> The problem:
Reproduce every one of the lines below word for word, without changing anything.

> Data for this exercise:
────────────────────

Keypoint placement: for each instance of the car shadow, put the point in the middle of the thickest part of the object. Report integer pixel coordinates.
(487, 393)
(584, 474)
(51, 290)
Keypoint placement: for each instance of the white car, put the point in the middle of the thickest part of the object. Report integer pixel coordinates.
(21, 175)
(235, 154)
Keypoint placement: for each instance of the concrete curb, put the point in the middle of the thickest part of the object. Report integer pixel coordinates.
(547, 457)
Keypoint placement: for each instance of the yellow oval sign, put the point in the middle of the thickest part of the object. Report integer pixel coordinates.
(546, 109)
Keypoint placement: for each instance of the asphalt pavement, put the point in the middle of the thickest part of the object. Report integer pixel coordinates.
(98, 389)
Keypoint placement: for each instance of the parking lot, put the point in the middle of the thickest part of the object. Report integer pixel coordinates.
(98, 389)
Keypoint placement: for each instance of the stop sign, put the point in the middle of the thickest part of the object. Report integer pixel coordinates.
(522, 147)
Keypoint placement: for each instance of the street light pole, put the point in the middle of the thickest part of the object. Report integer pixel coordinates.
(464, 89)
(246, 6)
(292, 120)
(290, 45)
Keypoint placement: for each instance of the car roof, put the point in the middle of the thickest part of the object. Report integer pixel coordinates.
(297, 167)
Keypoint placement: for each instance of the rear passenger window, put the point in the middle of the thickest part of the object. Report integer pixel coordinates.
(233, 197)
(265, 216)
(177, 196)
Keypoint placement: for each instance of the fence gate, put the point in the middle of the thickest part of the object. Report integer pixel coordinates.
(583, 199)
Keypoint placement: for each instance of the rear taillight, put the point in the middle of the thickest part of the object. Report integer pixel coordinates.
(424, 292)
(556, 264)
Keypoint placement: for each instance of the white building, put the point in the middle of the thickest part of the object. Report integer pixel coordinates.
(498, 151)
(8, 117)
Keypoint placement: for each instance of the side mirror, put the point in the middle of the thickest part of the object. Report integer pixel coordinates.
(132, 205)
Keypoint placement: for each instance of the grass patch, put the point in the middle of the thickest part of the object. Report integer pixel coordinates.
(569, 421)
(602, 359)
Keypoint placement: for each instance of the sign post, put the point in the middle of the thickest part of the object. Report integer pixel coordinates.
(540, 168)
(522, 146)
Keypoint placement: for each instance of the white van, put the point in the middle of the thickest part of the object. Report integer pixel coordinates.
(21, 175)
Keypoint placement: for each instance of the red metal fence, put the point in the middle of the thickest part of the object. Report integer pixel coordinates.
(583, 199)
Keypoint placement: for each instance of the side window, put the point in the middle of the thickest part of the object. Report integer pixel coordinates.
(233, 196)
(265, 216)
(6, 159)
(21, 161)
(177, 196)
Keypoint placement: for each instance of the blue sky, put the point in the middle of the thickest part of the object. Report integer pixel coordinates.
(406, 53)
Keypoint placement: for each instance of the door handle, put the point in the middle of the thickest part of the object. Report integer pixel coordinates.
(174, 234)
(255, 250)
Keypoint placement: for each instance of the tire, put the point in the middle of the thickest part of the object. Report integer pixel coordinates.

────────────────────

> Final answer:
Keypoint placement: for each instance of the car shadow, put the point in the middle of the thickest part of the object. Report integer pixel coordinates.
(487, 393)
(584, 474)
(51, 290)
Keypoint placement: for each instance of the white car, put the point in the middle of the thickest part of the object. Report integer pixel coordinates.
(21, 175)
(235, 154)
Keypoint placement: for each instance of the concrete curb, put the point in the middle of the thickest part of the object. Report integer pixel coordinates.
(547, 457)
Keypoint placement: for each instance of the yellow oval sign, put the point in the middle of the thickest part of the object. Report integer pixel coordinates.
(546, 109)
Keypoint placement: for each instance of the asphalt pavement, put the point in the middle of the thickest part of the object. Report integer pixel coordinates.
(98, 389)
Keypoint placement: for each instance of the parking lot, put the point in the middle of the thickest part of the object. Report integer pixel coordinates.
(98, 389)
Keypoint placement: for each instance of the stop sign, put the point in the middle of the thickest part of the object. Report integer pixel coordinates.
(522, 147)
Keypoint placement: for each instance of the street light pole, put the point in the middle of the thickest part of the object. Report integer pixel coordinates.
(464, 89)
(246, 6)
(292, 120)
(290, 45)
Keypoint placement: for each instance of the car roof, put the point in the middle of the thickest part of the object. Report integer pixel coordinates.
(297, 167)
Keypoint placement: for each instance of the rear passenger window, put the point in the middle of the thickest part of the object. Report integer pixel coordinates.
(233, 197)
(265, 216)
(177, 196)
Keypoint placement: for each instance of the fence gate, put the point in the middle of the thickest part of the object. Report integer pixel coordinates.
(583, 199)
Keypoint placement: for each instance of the rear taillight, put the point in the middle of the thickest part of the object. Report integer pixel coordinates.
(424, 292)
(556, 264)
Keypoint placement: for each instance of the white building, put the point in the middle of the thickest part of the object. Report integer pixel coordinates.
(498, 151)
(8, 117)
Keypoint placement: for each instance of the side mirror, put the point in the middle of the thickest part of the object. Report integer pixel coordinates.
(132, 205)
Keypoint placement: for each instance of the grass patch, put the point in the middle of the thickest part of the object. Report integer pixel coordinates.
(569, 421)
(602, 359)
Keypoint placement: for each instance of the sign post, put the point in the middle of the thickest part of the object. Report integer pixel coordinates.
(540, 168)
(522, 146)
Keypoint placement: for each instance of the white van, put the point in the middle of the thickest part of the object. Report integer pixel coordinates.
(21, 175)
Keypoint placement: for each instance of the red metal fence, put the point in the middle of the thickest part of the object. Report integer pixel coordinates.
(583, 199)
Keypoint placement: for each instance of the side window, put the point in the middle of the thickest part of the object. Report integer pixel coordinates.
(233, 196)
(265, 216)
(6, 159)
(21, 161)
(177, 196)
Keypoint placement: for each instance of the blue sky, put the point in the middle of the thickest part of the object. Report integer pixel coordinates.
(406, 53)
Keypoint placement: for each instance of the door handle, put the point in the middle of the thickest part of the object. Report integer pixel coordinates.
(174, 234)
(255, 250)
Keypoint placement: for each instance of the tire, put the point in the middle of the thickest part of the object. Report integer pixel coordinates.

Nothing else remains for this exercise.